**Excerpt:**
Opinions please! Jane & Sandra, you both have the original document. Any input/corrections? Multichill (talk) 20:23, 24 November 2014 (UTC)[reply]

  • Do you mean 1 new property to be used as a qualifier for creator (P170), like we have an "option" parameter in Commons:Template:Creator ? That would seem like the simplest solution to me in any case.
  • I would rather use the special value "somevalue". "Anonymous" may sound better, but that is a bit messy. How do we define "anonymous" ? Curenly anonymous (Q4233718) is a subclass of "author" itslef a subclass of profession, which means that some paintings were created by a subclass of progession. Making it a subclass of humans would not really solve the issue. By contrast, "somevalue" is well defined Wikidata-wide, so that we do not have to wonder "what is the item for unkonwn place, for unknown creator, etc."? --Zolo (talk) 21:27, 24 November 2014 (UTC)[reply]
I think all Multichill's suggestions are fine for new properties except for "Attributed to" , which is just the same as creator. All the others can conceivably used in addition to the creator property. So for example, a painting by Govert Flink will could have him a creator and also be school of Northern Netherlands and workshop of Rembrandt. Jane023 (talk) 23:17, 24 November 2014 (UTC)[reply]
Just a clarification. anonymous (Q4233718) would also be the right value to use for any artwork where the author is "unknown"? In addition to the qualifiers above I've also encountered "Circle of" and unknown but with some geographical information such as "unknown italian" (painter). /Lokal Profil (talk) 11:42, 25 November 2014 (UTC)[reply]
Yes, I think that is what we have now, except we want to split those out into more informative anonymous creators. I would also like to have "unknown Italian" and "unknown French" as valid creators, with sub-items for "Quattrocento painter" or "Caravaggist". Rethinking my earlier post, I also think that "attributed to" could be valid in addition to the creator property, especially for attributions that knocked around alot, like Rembrandt and others. You could add a qualifier for a catalog name or start date (for an auction sale as Rembrandt, though the painting is attributed today to Govert Flink, etc). Jane023 (talk) 14:10, 25 November 2014 (UTC)[reply]
Do we need to record who attributed the work, and when? - PKM (talk) 06:06, 26 November 2014 (UTC)[reply]
We don't have to do anything, but it would be nice if we could add this information. Back when I started work on the catalog of Frans Hals paintings, it took me a while to track down all of the paintings mentioned in his wikipedia page, because that page had been copied in pretty much verbatim from the old 1911 Encyclopedia Britannica entry. There are several paintings mentioned in that document that are no longer attributed to Frans Hals, and it was pretty difficult to track them down. What with all the work being done now on Commons in the provenance fields of the artwork template, it would be nice if we could enter this information into the Wikidata item as well. Jane023 (talk) 15:11, 26 November 2014 (UTC)[reply]
i'm afraid that EB1911 is all there is for many non-english artists. but yes, who attributed and when, would be good qualifiers. this probably will not be at commons metadata (no fields except "notes"), requiring going to the institution metadata page. another rabbit hole would be provinance. Slowking4 (talk) 17:31, 30 December 2014 (UTC)[reply]
Hi all - just a quick note - in the USA we generally say "unknown artist" or "anonymous" so I have been using "unknown artist" anonymous (Q7896952) since that is generally how I've done things in the galleries and museums I have worked at. I like the idea of attributed and workshop, for sure, as these are more common for me than forgery, school of, possibly, etc. Missvain (talk) 17:04, 30 December 2014 (UTC)[reply]
anonymous (Q7896952) works well for me. I'd like to be able to qualify that with "Anglo-Netherlandish School", "Venetian School" - pretty specific, as given in the sources I work with. We should be able to build a logical hierarchy for those as subclasses of ... something? We might also want "Unknown Workshop" where more than one Gand is detected. - PKM (talk) 18:57, 30 December 2014 (UTC)[reply]
Also, in my mind "anonymous" implies intention on the creator's part, whereas "unknown" simply indicates the limits of current knowledge. - PKM (talk) 19:00, 30 December 2014 (UTC)[reply]
What Sarah says is also how I know it from Rijksmuseum, RKD, ULAN, etc. These collections generally record anonymous (Q4233718) and than add on of the qualifiers I suggested above.

**Task to carry out:**
In the discussion above, which painter's Wikipedia page was copied almost word for word from the old 1911 Encyclopedia Britannica entry?

**Dataset rows:**
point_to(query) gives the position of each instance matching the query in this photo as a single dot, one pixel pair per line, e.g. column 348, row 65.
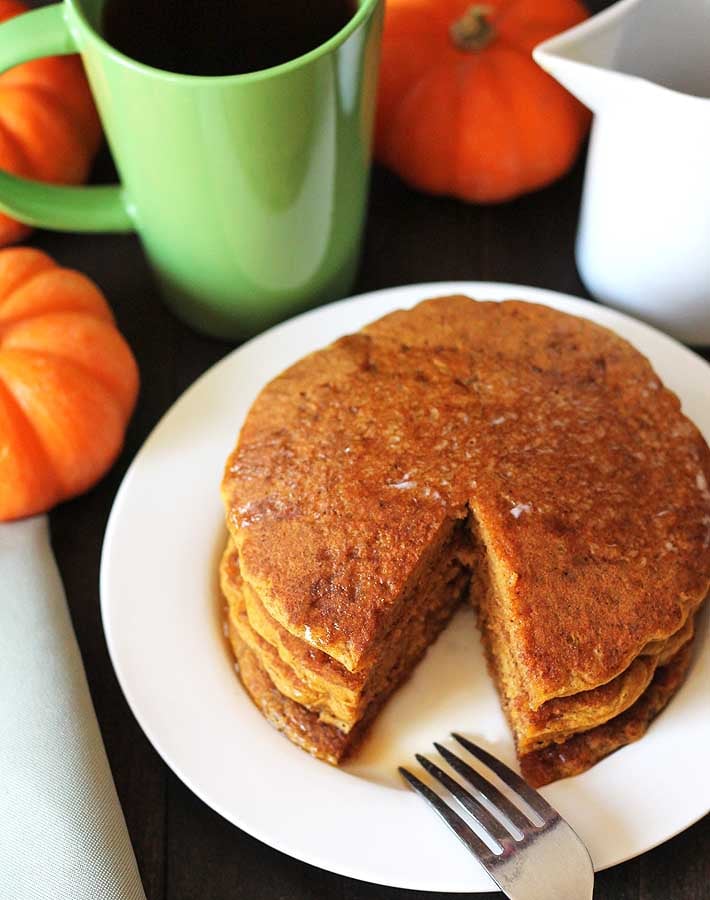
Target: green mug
column 248, row 191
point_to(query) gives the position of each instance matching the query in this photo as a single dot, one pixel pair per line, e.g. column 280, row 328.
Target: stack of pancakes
column 504, row 454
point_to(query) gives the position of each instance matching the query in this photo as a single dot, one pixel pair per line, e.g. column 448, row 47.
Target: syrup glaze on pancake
column 586, row 482
column 540, row 767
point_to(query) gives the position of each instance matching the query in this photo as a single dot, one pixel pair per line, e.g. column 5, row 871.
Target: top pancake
column 589, row 486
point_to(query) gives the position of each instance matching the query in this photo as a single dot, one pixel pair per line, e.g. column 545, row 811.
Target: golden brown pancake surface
column 587, row 484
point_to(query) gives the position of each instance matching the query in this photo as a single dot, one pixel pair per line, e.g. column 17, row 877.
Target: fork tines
column 558, row 855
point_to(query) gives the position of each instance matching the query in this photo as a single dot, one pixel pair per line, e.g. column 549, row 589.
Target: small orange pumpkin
column 463, row 109
column 49, row 128
column 68, row 383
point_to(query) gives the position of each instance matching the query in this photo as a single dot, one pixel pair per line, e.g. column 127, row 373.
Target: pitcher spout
column 583, row 59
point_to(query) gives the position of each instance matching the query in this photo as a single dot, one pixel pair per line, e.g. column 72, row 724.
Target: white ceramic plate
column 160, row 614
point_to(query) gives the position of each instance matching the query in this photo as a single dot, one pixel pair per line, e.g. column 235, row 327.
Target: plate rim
column 477, row 289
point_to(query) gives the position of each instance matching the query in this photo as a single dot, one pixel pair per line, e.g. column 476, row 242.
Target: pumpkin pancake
column 577, row 491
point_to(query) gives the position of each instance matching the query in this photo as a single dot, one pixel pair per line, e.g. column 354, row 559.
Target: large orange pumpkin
column 68, row 383
column 463, row 109
column 49, row 128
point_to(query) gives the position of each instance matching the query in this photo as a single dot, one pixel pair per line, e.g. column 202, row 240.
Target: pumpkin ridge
column 67, row 360
column 9, row 135
column 54, row 98
column 26, row 315
column 521, row 161
column 412, row 87
column 66, row 487
column 48, row 112
column 37, row 444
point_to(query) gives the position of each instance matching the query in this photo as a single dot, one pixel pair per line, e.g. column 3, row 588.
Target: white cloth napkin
column 62, row 831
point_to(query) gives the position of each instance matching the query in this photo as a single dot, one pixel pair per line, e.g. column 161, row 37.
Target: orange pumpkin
column 463, row 109
column 49, row 128
column 68, row 383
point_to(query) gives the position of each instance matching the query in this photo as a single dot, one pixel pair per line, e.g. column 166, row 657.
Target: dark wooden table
column 185, row 851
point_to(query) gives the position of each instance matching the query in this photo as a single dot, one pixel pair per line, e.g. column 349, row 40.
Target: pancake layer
column 507, row 452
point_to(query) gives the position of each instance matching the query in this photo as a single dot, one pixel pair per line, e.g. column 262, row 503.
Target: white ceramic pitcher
column 643, row 68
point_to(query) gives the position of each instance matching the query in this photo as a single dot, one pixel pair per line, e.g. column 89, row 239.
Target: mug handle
column 32, row 35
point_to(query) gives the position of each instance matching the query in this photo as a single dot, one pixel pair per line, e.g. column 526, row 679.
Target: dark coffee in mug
column 221, row 37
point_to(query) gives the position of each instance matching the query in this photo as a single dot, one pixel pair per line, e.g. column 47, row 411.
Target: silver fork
column 536, row 860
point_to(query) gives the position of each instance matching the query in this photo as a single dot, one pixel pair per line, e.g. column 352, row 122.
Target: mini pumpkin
column 68, row 383
column 463, row 109
column 49, row 128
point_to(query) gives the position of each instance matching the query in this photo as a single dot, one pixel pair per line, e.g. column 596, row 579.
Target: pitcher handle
column 32, row 35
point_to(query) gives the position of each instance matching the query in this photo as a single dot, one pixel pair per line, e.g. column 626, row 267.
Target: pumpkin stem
column 473, row 31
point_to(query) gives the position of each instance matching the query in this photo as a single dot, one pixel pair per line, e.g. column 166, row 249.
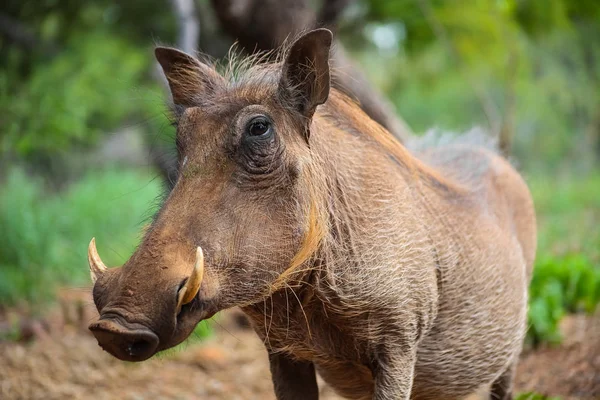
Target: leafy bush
column 90, row 87
column 561, row 285
column 43, row 238
column 566, row 277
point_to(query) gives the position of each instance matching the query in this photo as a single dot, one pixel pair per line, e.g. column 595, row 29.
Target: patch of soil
column 571, row 371
column 62, row 360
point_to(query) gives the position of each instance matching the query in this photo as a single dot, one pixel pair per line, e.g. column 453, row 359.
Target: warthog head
column 241, row 215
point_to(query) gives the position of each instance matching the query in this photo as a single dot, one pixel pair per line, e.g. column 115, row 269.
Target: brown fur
column 394, row 275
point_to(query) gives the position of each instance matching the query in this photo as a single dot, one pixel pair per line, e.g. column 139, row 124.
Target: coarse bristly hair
column 414, row 260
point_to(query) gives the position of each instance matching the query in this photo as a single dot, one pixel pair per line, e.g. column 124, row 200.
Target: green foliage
column 561, row 285
column 566, row 277
column 85, row 90
column 529, row 65
column 43, row 238
column 534, row 396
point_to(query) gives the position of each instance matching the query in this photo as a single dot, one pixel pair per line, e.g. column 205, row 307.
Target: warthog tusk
column 191, row 287
column 97, row 267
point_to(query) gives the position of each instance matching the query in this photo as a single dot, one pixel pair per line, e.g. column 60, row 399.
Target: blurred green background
column 82, row 107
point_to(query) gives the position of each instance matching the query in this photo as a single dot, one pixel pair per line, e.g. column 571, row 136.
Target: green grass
column 534, row 396
column 566, row 278
column 44, row 237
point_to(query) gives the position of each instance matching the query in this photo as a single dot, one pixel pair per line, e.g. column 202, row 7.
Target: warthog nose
column 124, row 343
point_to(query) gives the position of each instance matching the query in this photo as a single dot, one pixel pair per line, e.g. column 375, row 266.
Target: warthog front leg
column 393, row 372
column 293, row 380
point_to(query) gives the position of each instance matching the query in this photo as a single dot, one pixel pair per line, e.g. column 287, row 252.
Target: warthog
column 391, row 274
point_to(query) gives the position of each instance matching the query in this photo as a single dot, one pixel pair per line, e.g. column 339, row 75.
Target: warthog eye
column 259, row 126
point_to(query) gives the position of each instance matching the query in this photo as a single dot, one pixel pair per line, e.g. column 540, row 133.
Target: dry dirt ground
column 58, row 359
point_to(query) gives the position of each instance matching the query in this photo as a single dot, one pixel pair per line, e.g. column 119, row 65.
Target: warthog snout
column 139, row 316
column 135, row 343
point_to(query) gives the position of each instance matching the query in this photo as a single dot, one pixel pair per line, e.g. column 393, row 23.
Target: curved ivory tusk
column 191, row 287
column 97, row 267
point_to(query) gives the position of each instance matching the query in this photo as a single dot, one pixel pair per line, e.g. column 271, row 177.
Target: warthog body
column 395, row 275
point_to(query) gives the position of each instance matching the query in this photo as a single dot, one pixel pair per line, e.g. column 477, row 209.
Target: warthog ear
column 189, row 79
column 305, row 75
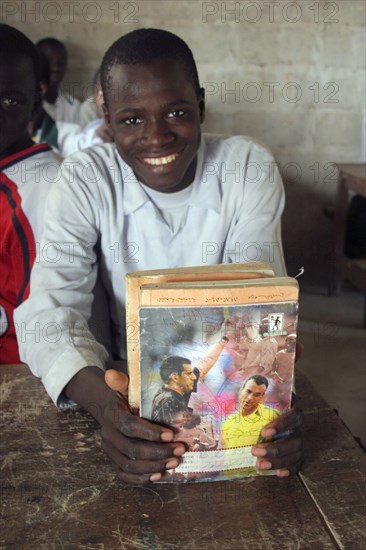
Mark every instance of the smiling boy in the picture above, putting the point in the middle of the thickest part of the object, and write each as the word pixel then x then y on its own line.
pixel 26 173
pixel 161 196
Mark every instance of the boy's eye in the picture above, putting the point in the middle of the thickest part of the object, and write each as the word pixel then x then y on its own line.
pixel 9 102
pixel 132 120
pixel 176 114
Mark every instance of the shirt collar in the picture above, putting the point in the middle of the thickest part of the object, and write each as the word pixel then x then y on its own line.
pixel 205 194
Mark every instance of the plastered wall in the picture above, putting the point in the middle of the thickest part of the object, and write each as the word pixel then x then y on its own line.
pixel 291 74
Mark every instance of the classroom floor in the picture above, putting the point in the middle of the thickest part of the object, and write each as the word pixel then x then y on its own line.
pixel 334 358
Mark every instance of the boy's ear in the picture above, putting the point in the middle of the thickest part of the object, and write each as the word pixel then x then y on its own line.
pixel 106 114
pixel 201 104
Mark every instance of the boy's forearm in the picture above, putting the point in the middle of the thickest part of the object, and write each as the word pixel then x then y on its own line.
pixel 88 389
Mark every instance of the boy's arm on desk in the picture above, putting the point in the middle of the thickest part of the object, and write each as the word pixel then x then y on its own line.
pixel 139 450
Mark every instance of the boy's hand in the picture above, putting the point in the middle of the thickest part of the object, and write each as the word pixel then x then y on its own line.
pixel 284 454
pixel 141 451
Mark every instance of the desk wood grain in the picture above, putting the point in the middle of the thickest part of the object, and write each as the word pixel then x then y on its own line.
pixel 59 490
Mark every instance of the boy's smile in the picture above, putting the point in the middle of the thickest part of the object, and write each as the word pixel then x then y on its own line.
pixel 154 115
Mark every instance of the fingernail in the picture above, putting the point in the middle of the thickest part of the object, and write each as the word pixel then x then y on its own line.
pixel 259 451
pixel 268 432
pixel 171 464
pixel 155 477
pixel 166 436
pixel 178 451
pixel 283 473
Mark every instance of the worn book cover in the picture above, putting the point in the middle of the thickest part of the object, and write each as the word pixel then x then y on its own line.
pixel 214 359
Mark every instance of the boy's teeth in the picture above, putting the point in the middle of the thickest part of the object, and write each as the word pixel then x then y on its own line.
pixel 161 160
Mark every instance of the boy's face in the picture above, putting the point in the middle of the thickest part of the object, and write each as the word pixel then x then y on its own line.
pixel 154 115
pixel 57 60
pixel 17 102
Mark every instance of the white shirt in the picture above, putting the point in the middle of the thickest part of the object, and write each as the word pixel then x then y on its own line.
pixel 72 137
pixel 99 214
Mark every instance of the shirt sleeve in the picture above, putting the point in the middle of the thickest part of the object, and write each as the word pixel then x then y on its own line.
pixel 52 324
pixel 256 230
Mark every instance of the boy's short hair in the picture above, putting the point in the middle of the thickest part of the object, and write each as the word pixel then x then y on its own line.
pixel 13 41
pixel 145 46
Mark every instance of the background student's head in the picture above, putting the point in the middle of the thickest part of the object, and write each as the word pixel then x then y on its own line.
pixel 19 89
pixel 154 106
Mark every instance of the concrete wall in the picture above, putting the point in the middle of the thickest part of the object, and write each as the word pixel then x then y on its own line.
pixel 291 74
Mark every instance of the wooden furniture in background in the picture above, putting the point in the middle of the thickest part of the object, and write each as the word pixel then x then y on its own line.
pixel 59 490
pixel 352 177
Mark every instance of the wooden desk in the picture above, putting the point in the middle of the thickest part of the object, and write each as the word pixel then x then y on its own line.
pixel 59 490
pixel 352 177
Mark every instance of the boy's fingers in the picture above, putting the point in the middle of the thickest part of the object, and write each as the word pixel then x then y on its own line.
pixel 289 421
pixel 299 350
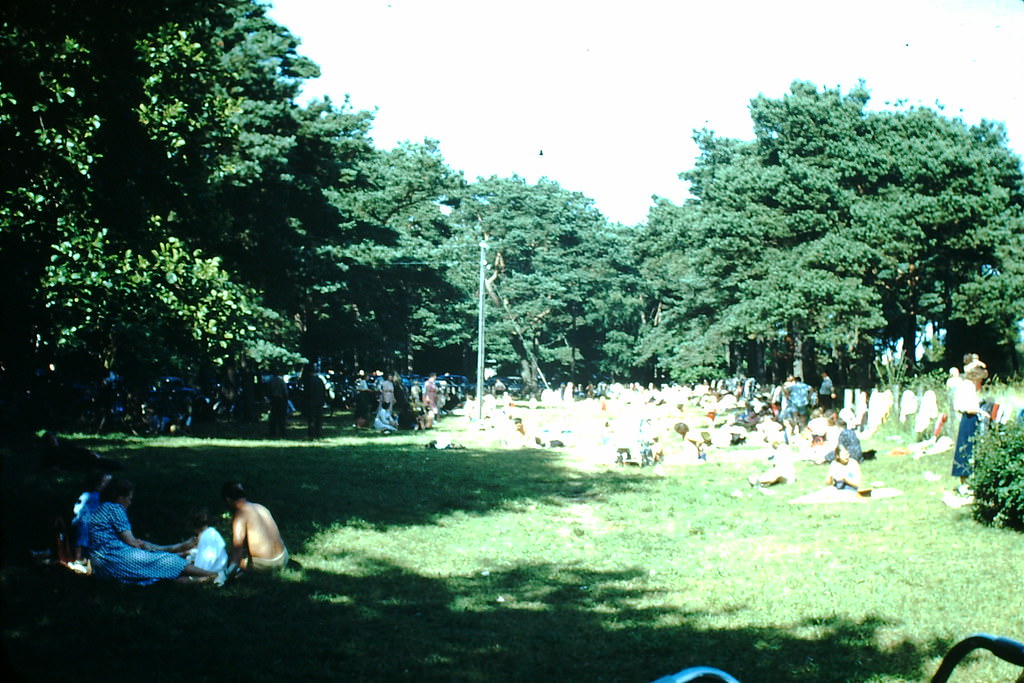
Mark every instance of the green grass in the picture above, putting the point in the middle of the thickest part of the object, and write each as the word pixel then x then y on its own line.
pixel 486 564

**Result of this exercise:**
Frans Hals